» **Exercise description**: Nothing but the lines from the one containing "Habitat-count request: mark the dark jacket" through the last line should be written out, please, exactly as they stand.
>> begin The data
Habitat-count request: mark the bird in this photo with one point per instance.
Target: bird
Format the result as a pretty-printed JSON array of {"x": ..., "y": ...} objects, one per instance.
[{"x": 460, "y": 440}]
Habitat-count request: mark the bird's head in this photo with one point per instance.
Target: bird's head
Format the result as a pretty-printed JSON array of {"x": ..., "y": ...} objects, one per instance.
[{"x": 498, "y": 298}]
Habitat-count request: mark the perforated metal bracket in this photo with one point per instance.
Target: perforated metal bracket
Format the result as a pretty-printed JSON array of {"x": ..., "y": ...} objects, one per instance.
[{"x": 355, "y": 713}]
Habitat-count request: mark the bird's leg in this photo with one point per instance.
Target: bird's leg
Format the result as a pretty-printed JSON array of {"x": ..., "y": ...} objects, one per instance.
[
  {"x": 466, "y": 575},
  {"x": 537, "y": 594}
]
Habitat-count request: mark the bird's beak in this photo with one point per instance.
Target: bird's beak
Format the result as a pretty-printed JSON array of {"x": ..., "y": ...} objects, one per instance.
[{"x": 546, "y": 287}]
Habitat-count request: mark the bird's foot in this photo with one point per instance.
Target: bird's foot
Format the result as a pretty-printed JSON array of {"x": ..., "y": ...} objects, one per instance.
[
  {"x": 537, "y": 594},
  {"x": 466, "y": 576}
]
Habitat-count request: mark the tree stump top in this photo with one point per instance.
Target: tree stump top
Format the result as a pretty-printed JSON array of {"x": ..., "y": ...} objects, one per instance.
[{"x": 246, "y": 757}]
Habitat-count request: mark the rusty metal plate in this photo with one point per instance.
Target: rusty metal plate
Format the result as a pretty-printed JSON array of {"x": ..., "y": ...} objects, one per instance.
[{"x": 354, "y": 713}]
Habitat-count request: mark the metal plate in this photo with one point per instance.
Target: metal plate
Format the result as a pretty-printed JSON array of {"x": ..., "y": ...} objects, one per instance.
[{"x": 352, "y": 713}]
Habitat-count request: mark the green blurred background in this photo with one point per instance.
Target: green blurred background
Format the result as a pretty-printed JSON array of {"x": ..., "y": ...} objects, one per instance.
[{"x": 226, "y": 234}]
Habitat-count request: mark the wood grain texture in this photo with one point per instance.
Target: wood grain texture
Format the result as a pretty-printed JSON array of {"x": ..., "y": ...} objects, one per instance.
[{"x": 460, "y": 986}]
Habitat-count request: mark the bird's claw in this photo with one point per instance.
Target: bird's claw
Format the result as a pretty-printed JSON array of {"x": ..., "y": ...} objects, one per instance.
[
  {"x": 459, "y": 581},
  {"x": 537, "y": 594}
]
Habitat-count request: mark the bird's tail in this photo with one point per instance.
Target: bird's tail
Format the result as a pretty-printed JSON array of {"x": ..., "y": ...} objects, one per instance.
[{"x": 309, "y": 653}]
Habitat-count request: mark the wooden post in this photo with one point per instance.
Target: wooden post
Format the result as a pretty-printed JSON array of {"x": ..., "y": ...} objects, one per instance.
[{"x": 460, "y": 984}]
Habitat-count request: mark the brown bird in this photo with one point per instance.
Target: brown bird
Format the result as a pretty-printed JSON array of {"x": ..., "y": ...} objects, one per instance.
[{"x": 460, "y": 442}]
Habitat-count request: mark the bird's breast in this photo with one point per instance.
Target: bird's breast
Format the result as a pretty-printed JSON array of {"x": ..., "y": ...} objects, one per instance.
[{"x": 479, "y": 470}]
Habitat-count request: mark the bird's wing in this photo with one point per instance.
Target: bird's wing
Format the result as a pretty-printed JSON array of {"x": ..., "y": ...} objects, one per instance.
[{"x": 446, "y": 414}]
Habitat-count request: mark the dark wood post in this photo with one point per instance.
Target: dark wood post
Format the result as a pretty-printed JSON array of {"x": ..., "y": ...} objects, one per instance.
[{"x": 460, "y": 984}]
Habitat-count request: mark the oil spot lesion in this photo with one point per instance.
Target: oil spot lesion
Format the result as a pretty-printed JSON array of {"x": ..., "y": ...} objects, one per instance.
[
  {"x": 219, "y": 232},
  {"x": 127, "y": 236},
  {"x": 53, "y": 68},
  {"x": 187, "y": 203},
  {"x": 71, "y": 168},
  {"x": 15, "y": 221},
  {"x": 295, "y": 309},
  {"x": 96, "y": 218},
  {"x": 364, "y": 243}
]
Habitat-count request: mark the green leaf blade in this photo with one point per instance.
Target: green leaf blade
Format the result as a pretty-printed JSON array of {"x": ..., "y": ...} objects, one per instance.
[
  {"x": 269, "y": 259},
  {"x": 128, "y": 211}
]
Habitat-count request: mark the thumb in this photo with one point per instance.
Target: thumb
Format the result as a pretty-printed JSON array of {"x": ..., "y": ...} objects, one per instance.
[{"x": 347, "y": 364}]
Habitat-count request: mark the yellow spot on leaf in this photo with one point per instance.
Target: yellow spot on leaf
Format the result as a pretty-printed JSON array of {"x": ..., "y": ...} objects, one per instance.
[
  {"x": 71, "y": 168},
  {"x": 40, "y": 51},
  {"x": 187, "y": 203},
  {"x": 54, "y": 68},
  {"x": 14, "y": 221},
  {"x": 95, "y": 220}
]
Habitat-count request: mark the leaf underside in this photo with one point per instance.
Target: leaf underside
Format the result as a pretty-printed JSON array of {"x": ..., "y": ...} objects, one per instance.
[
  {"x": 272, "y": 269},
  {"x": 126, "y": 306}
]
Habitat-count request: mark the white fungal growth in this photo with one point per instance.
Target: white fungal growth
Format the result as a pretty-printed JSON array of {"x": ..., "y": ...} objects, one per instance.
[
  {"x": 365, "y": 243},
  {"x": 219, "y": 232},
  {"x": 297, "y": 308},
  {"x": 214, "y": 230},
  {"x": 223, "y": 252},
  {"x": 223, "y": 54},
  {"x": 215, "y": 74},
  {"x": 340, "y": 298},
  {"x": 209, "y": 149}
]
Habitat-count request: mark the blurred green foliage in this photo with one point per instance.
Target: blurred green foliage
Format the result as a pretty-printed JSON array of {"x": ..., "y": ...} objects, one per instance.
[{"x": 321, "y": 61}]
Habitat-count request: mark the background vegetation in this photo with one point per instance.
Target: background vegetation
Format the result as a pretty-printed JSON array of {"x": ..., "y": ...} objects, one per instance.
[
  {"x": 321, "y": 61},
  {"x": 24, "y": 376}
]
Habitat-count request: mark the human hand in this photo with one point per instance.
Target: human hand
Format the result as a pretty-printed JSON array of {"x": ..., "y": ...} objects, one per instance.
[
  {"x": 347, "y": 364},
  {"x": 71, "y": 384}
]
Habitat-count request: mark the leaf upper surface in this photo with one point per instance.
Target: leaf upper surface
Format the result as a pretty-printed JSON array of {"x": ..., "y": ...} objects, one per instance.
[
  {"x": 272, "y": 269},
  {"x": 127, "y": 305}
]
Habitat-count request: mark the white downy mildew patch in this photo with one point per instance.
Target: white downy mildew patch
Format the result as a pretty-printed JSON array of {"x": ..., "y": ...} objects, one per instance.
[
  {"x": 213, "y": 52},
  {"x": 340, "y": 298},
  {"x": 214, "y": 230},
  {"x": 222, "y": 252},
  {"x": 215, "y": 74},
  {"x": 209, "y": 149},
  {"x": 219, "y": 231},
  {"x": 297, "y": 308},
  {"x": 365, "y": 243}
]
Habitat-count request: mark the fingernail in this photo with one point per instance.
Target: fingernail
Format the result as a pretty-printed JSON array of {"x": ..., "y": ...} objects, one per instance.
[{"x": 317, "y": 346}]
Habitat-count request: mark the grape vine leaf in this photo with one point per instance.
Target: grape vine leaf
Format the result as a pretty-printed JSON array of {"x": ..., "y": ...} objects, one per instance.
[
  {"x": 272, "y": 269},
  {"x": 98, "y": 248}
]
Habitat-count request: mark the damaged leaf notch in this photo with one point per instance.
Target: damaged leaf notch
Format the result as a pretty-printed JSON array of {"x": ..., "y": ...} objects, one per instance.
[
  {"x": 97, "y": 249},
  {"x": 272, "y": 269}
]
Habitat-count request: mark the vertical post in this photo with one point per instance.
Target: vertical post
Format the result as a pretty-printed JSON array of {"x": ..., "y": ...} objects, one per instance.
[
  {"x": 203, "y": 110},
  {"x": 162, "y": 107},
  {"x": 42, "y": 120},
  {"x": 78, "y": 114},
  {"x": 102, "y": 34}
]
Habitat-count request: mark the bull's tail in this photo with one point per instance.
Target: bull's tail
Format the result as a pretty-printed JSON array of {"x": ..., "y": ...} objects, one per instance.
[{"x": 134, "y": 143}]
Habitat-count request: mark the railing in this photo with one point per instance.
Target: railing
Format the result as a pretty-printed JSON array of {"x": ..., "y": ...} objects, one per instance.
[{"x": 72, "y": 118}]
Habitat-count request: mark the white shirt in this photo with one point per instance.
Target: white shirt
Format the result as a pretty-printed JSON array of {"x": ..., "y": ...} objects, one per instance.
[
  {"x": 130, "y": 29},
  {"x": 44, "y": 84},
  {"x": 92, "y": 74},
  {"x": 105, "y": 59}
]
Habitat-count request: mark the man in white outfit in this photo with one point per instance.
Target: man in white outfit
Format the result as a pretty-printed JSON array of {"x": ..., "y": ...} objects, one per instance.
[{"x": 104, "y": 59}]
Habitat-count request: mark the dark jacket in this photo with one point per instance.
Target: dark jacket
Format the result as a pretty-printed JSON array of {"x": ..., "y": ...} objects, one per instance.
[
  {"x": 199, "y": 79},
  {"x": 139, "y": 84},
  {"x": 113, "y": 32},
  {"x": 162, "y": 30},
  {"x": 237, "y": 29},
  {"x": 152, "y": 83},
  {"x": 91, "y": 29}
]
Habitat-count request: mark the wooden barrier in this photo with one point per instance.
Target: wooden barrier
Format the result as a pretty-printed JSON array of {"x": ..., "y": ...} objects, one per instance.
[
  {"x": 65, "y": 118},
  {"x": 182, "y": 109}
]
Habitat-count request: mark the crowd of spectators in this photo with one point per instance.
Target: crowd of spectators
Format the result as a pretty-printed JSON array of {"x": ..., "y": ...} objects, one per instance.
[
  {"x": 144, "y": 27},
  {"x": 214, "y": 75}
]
>> end The data
» **Output of the task**:
Habitat-count request: mark the dark jacket in this photo with one point per instance.
Target: dark jacket
Format the result as a pretty-printed JSON array of {"x": ..., "y": ...} objects, one per instance.
[
  {"x": 199, "y": 79},
  {"x": 139, "y": 84},
  {"x": 113, "y": 32},
  {"x": 162, "y": 30},
  {"x": 237, "y": 29},
  {"x": 152, "y": 83},
  {"x": 91, "y": 29}
]
Habitat-count request: mark the wooden barrier in this photo with one point per instance.
Target: wooden barrier
Format the result as a pretty-printed JSON array of {"x": ..., "y": ...} objects, one per instance.
[
  {"x": 65, "y": 118},
  {"x": 182, "y": 109}
]
Habitat-count request: mark the crowd of spectators in this photo with one point per instance.
Target: crowd of spectators
Format the result as a pretty-printed JSON array of {"x": ..., "y": ...} objects, one per instance.
[
  {"x": 144, "y": 27},
  {"x": 214, "y": 75}
]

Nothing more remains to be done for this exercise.